* [Do this] Copy the lines that begin with the one containing "of the white" and end with the one containing "of the player's", replacing "innermost" with "most central" and leaving everything else unchanged.

* [Supplied information]

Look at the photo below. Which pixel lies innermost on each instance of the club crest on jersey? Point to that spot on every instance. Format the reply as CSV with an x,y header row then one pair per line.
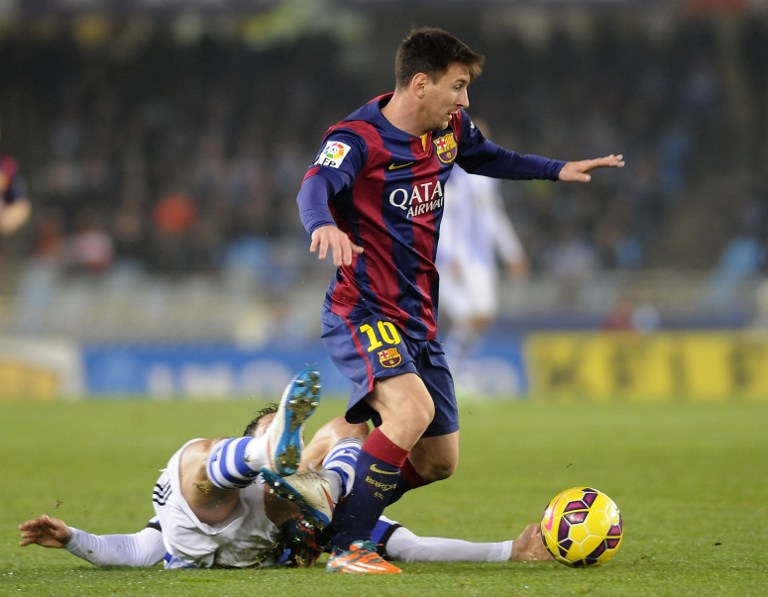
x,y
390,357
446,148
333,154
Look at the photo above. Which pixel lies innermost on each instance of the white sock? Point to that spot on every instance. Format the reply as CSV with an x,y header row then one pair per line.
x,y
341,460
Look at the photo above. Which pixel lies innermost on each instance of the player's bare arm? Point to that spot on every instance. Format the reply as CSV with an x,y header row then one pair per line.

...

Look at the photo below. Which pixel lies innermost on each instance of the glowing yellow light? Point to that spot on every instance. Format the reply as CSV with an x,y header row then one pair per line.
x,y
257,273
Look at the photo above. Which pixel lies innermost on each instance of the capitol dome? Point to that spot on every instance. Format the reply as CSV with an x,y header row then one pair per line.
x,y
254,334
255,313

* [Final answer]
Look at the photo above. Which pixel lies most central on each instance of the white sock? Point to that spot on every instance. Format the reply as CSV with an x,y header row then one pair per line.
x,y
341,460
Look at the photo above. Which pixel lies most central on each instance of the player's bare arm? Point to that spot on every instance. Format the reply as CSV with an x,y header row then one pair per line.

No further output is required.